Dataset entries:
#####

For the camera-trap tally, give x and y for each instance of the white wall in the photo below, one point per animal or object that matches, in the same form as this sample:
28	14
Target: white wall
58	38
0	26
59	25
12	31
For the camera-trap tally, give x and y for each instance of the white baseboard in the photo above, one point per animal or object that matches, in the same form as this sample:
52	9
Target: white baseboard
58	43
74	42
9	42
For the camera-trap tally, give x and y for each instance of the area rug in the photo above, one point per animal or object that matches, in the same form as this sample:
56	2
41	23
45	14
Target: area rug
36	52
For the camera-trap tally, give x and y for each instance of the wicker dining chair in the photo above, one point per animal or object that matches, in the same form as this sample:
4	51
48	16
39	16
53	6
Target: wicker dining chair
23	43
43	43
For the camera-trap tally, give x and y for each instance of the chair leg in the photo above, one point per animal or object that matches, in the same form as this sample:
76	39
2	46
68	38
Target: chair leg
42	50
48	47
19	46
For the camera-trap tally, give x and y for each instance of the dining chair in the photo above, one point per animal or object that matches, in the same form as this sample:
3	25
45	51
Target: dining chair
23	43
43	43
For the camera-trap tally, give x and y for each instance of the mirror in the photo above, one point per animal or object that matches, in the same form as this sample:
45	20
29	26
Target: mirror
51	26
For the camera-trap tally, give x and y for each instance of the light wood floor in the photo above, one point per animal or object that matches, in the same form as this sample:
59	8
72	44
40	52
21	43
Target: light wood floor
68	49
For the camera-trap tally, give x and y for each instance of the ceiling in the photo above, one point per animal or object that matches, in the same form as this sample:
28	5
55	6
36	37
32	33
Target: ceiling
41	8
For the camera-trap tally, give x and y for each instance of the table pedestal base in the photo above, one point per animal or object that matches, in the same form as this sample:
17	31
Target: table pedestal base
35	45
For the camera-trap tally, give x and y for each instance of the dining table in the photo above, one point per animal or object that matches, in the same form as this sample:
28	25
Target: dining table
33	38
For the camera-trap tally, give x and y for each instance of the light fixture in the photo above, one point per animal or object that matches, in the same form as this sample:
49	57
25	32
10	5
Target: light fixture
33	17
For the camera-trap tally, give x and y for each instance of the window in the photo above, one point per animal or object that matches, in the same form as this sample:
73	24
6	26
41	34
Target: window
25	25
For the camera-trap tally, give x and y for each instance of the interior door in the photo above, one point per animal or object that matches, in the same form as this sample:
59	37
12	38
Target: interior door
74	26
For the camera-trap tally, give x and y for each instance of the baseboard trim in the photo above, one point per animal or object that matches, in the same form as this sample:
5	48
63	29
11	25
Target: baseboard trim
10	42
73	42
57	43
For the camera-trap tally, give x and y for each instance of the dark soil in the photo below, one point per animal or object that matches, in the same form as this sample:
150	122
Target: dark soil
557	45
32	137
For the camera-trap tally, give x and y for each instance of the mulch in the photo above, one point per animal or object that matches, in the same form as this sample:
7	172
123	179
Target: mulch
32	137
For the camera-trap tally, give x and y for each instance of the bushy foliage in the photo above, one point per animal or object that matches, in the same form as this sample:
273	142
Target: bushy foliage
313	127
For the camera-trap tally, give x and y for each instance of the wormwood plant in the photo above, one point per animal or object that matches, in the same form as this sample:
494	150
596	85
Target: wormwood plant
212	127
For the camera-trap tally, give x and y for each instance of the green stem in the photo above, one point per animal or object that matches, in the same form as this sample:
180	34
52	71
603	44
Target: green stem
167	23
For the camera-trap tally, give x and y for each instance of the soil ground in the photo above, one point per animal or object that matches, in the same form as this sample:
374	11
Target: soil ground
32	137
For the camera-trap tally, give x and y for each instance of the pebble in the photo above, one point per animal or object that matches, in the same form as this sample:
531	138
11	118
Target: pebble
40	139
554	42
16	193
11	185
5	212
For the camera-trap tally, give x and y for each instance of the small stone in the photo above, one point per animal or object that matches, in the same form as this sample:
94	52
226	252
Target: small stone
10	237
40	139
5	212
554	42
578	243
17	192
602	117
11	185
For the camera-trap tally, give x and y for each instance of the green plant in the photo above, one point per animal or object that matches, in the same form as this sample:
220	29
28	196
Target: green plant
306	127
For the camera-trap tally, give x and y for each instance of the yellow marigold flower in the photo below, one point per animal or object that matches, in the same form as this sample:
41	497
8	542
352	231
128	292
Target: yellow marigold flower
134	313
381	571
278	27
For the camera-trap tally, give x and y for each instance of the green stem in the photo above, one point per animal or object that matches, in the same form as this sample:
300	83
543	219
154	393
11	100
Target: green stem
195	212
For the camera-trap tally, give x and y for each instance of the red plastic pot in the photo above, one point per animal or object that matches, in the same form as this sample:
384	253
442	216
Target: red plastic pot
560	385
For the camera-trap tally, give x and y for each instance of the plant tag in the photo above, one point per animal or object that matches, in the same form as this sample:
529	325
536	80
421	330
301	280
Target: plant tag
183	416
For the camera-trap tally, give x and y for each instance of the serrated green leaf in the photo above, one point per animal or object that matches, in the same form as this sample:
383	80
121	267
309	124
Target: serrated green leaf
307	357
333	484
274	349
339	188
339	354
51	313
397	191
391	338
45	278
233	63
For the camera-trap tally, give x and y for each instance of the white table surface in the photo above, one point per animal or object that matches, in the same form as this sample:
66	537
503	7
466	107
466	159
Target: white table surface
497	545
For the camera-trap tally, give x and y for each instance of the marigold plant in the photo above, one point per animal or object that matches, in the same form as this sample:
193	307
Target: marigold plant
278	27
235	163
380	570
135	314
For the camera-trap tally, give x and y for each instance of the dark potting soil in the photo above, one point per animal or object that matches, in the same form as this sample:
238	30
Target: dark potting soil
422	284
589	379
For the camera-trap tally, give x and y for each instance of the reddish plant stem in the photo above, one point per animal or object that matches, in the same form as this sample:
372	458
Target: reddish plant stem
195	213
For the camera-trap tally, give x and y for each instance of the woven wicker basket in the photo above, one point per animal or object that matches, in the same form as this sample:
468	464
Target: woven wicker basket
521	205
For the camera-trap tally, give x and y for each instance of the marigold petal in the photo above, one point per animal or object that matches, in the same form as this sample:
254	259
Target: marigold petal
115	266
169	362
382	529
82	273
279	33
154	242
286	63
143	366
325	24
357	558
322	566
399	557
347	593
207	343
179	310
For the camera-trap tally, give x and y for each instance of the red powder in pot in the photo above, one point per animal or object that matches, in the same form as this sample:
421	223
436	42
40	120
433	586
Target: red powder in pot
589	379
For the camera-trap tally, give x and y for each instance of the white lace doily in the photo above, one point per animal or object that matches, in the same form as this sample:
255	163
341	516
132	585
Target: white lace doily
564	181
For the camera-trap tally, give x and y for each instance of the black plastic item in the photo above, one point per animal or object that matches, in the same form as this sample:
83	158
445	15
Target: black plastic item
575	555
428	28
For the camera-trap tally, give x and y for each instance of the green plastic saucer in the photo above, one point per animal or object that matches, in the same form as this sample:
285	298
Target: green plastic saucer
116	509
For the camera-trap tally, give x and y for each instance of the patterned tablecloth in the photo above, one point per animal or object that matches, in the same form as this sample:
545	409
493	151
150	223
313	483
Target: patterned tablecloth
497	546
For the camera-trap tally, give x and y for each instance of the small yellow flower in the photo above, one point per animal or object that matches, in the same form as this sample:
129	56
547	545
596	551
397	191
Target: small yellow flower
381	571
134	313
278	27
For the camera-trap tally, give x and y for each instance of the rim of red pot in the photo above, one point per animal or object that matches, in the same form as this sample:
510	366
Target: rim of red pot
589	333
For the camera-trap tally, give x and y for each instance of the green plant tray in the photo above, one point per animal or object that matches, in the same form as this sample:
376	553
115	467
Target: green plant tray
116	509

#####

# Problem to solve
From the entries above, collect every line with the string "below" in it.

# Solution to this problem
For the camera-trap tally, give x and y for each instance of the white wall in the photo below, one point per animal or object that matches, in the same form as this sample:
For the camera-trap tally, give x and y for each instance of the dark soil in the photo below, one point per animal or object that matches, in the same form as this sample:
For the camera-trap tally, give x and y for each instance of the yellow marigold flower in the photo below, one point per animal or object that matches, in the same form as this sample:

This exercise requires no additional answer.